_Your objective:_ Among the entries below, find every line that has "ruin" and pull it out.

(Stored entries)
*** Begin section ***
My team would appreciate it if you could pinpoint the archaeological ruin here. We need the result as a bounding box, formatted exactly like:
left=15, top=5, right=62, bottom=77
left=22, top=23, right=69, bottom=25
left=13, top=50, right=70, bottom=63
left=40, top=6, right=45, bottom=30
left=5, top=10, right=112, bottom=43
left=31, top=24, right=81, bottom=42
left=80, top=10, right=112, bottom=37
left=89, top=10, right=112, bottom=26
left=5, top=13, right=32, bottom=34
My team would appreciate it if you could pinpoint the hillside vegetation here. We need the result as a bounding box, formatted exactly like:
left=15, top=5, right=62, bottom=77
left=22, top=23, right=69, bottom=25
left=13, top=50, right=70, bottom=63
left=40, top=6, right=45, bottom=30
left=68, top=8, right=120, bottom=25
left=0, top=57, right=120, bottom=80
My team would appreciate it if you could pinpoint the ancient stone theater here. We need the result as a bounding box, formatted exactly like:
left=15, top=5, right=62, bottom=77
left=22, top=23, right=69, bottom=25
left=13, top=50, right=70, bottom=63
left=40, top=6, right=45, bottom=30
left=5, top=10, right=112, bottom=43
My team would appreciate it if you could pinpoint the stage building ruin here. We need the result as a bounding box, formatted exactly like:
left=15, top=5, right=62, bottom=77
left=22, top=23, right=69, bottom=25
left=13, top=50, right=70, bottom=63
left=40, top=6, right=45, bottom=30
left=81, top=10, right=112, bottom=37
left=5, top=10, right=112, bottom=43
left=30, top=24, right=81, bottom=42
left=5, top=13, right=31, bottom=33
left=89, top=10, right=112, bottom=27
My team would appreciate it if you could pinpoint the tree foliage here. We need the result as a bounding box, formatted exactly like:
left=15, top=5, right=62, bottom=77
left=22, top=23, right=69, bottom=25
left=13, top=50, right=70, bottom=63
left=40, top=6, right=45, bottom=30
*** End section ***
_Answer box:_
My team would appreciate it if you could pinpoint the archaeological ruin here. We need the result as a bounding box, formatted exactly like:
My team would appreciate it if you could pinpoint the stage building ruin here. We need the result as a bounding box, formatted exactly like:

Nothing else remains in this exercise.